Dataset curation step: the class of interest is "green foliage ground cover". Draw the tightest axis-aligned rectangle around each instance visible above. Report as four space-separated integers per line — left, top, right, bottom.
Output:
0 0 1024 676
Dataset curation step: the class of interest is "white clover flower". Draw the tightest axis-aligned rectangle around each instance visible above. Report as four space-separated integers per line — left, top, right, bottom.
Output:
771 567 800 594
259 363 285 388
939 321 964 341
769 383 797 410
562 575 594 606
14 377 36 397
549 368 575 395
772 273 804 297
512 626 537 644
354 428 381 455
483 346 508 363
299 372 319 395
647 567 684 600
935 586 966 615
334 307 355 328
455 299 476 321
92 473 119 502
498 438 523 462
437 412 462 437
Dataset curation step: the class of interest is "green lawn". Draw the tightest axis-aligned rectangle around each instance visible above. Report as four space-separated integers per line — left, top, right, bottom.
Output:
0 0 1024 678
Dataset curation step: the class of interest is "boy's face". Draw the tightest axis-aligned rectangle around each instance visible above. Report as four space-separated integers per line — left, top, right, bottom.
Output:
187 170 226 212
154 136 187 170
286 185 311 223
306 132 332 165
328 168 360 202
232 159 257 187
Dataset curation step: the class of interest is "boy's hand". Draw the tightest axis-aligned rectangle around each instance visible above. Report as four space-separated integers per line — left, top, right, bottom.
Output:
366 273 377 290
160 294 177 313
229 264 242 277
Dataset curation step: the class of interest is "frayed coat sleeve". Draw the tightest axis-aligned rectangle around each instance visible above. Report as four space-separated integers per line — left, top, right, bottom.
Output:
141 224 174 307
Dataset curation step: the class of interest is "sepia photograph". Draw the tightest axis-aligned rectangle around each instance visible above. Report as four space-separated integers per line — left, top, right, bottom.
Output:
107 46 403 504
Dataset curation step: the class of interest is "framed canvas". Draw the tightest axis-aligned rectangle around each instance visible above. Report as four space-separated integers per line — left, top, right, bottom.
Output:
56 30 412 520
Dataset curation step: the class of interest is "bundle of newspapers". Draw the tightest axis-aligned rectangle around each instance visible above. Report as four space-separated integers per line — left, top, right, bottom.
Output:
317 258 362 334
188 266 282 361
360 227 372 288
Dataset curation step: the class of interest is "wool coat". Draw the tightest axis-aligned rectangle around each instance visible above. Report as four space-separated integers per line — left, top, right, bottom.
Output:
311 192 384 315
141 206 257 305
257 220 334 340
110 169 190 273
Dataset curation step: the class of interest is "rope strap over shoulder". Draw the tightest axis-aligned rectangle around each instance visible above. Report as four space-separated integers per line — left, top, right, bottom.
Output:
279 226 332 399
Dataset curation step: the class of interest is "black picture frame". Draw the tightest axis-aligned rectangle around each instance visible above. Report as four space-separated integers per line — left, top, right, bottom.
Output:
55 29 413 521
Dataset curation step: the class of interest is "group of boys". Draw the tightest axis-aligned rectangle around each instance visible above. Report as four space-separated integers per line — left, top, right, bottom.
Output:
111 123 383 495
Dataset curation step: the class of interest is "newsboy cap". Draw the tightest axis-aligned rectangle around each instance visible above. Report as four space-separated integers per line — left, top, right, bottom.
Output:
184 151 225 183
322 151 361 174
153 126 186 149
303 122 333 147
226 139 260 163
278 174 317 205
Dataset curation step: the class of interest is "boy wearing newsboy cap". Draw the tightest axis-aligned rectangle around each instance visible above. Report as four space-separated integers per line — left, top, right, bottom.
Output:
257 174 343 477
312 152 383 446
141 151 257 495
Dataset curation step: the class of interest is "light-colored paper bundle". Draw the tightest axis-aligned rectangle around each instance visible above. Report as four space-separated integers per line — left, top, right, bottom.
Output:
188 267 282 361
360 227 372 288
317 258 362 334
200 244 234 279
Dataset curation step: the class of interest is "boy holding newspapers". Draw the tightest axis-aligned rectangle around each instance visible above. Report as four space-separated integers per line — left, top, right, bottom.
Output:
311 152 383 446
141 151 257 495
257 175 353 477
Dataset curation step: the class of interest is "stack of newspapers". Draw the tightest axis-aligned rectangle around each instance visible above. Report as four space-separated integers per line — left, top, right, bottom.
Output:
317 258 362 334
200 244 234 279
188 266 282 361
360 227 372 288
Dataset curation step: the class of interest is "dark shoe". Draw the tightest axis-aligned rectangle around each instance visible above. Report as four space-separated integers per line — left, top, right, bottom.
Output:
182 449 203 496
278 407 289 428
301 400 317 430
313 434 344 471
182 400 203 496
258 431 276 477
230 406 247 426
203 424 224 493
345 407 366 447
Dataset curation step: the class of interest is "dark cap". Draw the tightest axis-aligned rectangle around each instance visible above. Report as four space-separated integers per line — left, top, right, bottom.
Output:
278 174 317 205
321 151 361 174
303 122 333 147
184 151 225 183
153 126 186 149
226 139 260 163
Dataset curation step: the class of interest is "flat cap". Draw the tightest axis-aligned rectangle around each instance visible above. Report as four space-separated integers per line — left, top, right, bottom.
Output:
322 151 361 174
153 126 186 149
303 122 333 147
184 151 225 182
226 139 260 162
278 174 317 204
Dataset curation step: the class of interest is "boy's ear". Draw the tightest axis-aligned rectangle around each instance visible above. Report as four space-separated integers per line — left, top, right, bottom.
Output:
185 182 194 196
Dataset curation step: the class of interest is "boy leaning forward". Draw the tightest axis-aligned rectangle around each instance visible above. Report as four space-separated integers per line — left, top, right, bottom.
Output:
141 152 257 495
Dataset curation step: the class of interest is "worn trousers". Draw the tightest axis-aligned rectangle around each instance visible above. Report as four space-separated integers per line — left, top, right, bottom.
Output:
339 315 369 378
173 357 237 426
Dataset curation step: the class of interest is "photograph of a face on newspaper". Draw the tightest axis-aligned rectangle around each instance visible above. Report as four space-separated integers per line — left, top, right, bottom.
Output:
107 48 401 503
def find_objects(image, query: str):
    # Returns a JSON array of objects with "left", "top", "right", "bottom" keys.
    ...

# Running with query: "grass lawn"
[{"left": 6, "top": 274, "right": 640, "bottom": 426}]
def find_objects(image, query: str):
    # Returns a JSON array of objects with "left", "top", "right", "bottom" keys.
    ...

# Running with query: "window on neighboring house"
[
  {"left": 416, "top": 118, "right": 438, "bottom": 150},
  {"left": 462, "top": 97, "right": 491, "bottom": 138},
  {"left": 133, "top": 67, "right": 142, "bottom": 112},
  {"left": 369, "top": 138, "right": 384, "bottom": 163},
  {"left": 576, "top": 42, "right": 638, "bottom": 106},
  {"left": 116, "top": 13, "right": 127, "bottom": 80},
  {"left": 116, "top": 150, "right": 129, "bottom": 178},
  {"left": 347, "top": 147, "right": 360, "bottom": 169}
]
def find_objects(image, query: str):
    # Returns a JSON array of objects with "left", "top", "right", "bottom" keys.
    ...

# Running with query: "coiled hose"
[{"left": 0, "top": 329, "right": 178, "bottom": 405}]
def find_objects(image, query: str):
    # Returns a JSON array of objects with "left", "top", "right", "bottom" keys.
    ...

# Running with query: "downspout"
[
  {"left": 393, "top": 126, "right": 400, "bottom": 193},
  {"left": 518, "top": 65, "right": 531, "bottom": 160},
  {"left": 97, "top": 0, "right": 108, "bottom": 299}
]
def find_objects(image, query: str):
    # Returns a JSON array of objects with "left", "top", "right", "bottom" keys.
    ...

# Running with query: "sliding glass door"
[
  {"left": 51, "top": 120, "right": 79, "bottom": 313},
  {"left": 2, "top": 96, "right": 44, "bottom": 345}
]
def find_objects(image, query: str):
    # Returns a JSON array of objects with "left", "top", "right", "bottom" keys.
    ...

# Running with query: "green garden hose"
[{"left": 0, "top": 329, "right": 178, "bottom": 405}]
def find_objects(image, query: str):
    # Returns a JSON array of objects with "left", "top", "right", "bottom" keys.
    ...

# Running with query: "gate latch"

[To do] Identify every line in the records that contains the word "Running", and copy each of those lines. Case counts.

[Response to this exercise]
# Running with query: "grass lawn"
# Running with query: "window on neighboring house"
# Running with query: "coiled hose"
# Running with query: "downspout"
# Running with query: "sliding glass door"
# Running with query: "green garden hose"
# Running with query: "gate latch"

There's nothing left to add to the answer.